▶ _Yapılacaklar_:
(a) Tristram Shandy yazısında "TRISTRAM SHANDY BEYEFENDİ" kısmından "akışı kurgusunun atasıdır." kısmına kadar her şeyi, "bir solukta" yerine "tek oturuşta" koyarak güncelleyip yeniden yaz.
(b) Kayıtlarda "Target: **sunset sky**" geçen satırdan "[[[914,3],[0,1],[0,278],[914,304]]]" geçen satıra kadar, iki uç da dahil olmak üzere, bütün satırları hiç değiştirmeden aktar.

▶ _Okuma Parçası_:
────────

KAPAK (24)

Sedef Ergürbüz

TRISTRAM SHANDY BEYEFENDİ İLE TANIŞIYOR MUSUNUZ?

Laurence Sterne ve başyapıtı Tristram Shandy Beyefendi’nin Hayatı ve Görüşleri ile beni Milan Kundera tanıştırdı. Yazarın sıkı bir hayranı olarak Kaderci Jacques ve Efendisi romanından uyarladığı, Denis Diderot’nun hatırasına armağan niteliğindeki üç perdelik oyunu Jacques ile Efendisi’ni bir solukta okudum. Tabii asıl kaynağı okumamak olmazdı. Oyunun önsözünde Kundera “İddia ediyorum, Kaderci Jacques’ın yokluğunda, roman tarihi ne anlaşılabilir, ne de tamam sayılır” demiş ve Tristram Shandy’nin Kaderci Jacques ve Efendisi’nin öncüsü olduğunun altını çizmişti.

 

Başta Italo Calvino olmak üzere pek çok yazar ve eleştirmene göre de Tristram Shandy bilinç akışı kurgusunun atasıdır.

────────

▶ _Kayıtlar_:

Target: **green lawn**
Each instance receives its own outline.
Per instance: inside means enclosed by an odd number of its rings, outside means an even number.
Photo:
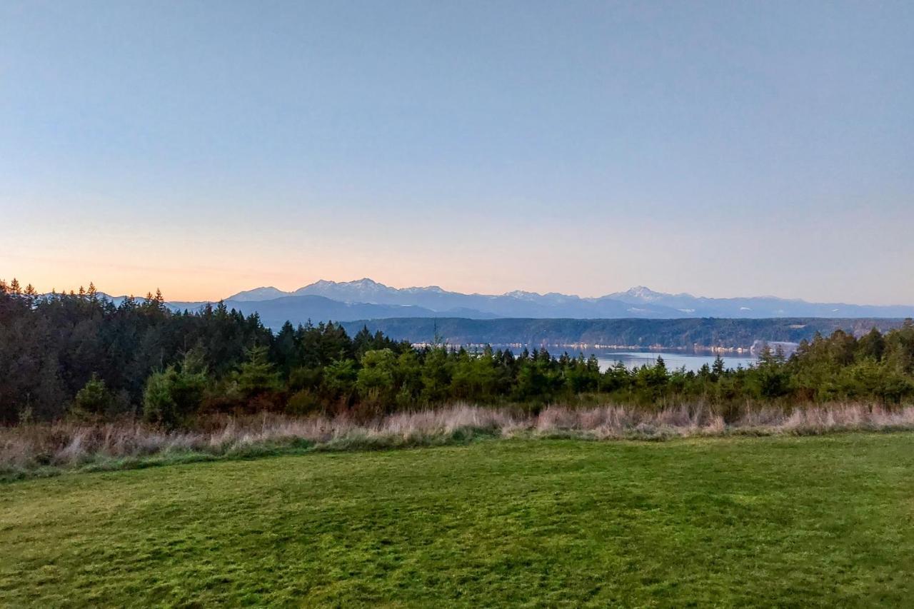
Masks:
[[[0,485],[0,606],[910,606],[912,519],[912,433],[70,474]]]

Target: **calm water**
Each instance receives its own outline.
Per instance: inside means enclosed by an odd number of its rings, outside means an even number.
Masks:
[[[504,347],[502,348],[504,348]],[[515,354],[520,353],[521,351],[521,349],[516,347],[508,348],[511,348]],[[527,348],[533,350],[537,347],[529,346]],[[697,371],[698,369],[705,364],[707,364],[708,366],[714,364],[714,358],[717,357],[717,355],[713,353],[695,353],[691,351],[626,351],[624,349],[601,349],[599,351],[585,349],[584,351],[579,351],[570,347],[563,348],[560,347],[550,347],[547,348],[552,356],[557,358],[565,351],[568,351],[569,355],[572,357],[577,357],[578,354],[581,352],[584,354],[585,358],[593,354],[597,356],[600,370],[605,370],[608,368],[615,366],[617,361],[622,362],[627,368],[630,369],[638,368],[643,366],[644,364],[653,366],[657,361],[658,357],[663,357],[664,361],[666,363],[666,369],[669,370],[685,366],[686,370]],[[737,366],[749,368],[750,364],[755,364],[758,361],[758,358],[755,358],[748,353],[740,355],[725,355],[721,356],[721,358],[724,360],[725,367],[733,369]]]
[[[667,353],[665,351],[598,351],[594,355],[597,356],[597,360],[600,361],[600,369],[601,370],[615,366],[617,361],[622,362],[627,368],[638,368],[644,364],[653,366],[657,361],[658,357],[664,358],[667,369],[672,370],[685,366],[686,370],[697,370],[705,364],[708,366],[712,365],[714,358],[717,357],[714,354],[689,353],[686,351],[675,353]],[[749,368],[750,364],[758,361],[757,358],[753,358],[748,353],[725,355],[721,356],[721,358],[724,360],[724,366],[727,368],[736,368],[737,366]]]

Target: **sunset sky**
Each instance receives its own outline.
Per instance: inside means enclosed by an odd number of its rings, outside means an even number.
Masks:
[[[914,3],[0,1],[0,278],[914,304]]]

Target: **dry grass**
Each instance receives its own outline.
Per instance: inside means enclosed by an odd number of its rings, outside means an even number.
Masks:
[[[199,431],[166,431],[133,421],[100,424],[65,421],[0,428],[0,477],[53,474],[76,467],[122,468],[168,461],[255,456],[292,449],[441,444],[480,435],[644,440],[901,429],[914,429],[914,406],[887,410],[851,403],[788,411],[756,409],[729,424],[702,406],[659,411],[621,406],[550,406],[538,414],[526,414],[467,404],[397,413],[368,423],[345,416],[291,418],[262,413],[248,418],[218,417],[204,422]]]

────────

▶ _Çözülen Sorular_:
(a)
TRISTRAM SHANDY BEYEFENDİ İLE TANIŞIYOR MUSUNUZ?

Laurence Sterne ve başyapıtı Tristram Shandy Beyefendi’nin Hayatı ve Görüşleri ile beni Milan Kundera tanıştırdı. Yazarın sıkı bir hayranı olarak Kaderci Jacques ve Efendisi romanından uyarladığı, Denis Diderot’nun hatırasına armağan niteliğindeki üç perdelik oyunu Jacques ile Efendisi’ni tek oturuşta okudum. Tabii asıl kaynağı okumamak olmazdı. Oyunun önsözünde Kundera “İddia ediyorum, Kaderci Jacques’ın yokluğunda, roman tarihi ne anlaşılabilir, ne de tamam sayılır” demiş ve Tristram Shandy’nin Kaderci Jacques ve Efendisi’nin öncüsü olduğunun altını çizmişti.

 

Başta Italo Calvino olmak üzere pek çok yazar ve eleştirmene göre de Tristram Shandy bilinç akışı kurgusunun atasıdır.

(b)
Target: **sunset sky**
Each instance receives its own outline.
Per instance: inside means enclosed by an odd number of its rings, outside means an even number.
Masks:
[[[914,3],[0,1],[0,278],[914,304]]]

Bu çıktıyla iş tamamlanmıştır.